- **Opdracht**:
Geef het deel dat begint met de regel met "Class, locate every instance of the olive" en eindigt met de regel met "Class, locate every instance of the sailor" (beide inbegrepen) weer als Markdown-tabel met de kolommen Nummer en Regel, zonder lege regels.

- **Materiaal**:
════════

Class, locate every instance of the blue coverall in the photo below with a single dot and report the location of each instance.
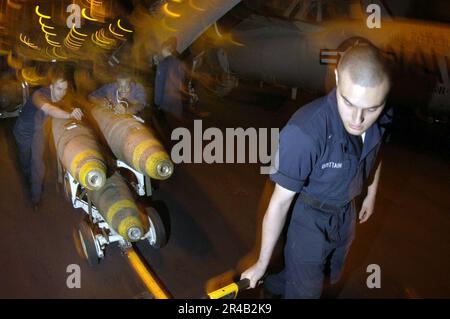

════════

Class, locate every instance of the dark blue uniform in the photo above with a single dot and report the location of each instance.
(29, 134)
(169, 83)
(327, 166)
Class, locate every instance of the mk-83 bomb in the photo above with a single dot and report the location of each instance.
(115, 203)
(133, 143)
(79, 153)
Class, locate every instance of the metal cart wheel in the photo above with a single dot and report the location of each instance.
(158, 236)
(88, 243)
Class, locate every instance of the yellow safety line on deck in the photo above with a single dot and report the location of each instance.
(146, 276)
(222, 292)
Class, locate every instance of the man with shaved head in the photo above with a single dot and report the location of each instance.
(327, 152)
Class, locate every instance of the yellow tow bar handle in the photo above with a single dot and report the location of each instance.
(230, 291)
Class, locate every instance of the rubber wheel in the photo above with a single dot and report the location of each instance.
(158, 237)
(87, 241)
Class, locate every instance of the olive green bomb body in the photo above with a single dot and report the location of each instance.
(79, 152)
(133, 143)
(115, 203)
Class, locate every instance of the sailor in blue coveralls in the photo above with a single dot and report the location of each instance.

════════

- **Antwoord**:
| Nummer | Regel |
|---|---|
| 1 | Class, locate every instance of the olive green bomb body in the photo above with a single dot and report the location of each instance. |
| 2 | (79, 152) |
| 3 | (133, 143) |
| 4 | (115, 203) |
| 5 | Class, locate every instance of the sailor in blue coveralls in the photo above with a single dot and report the location of each instance. |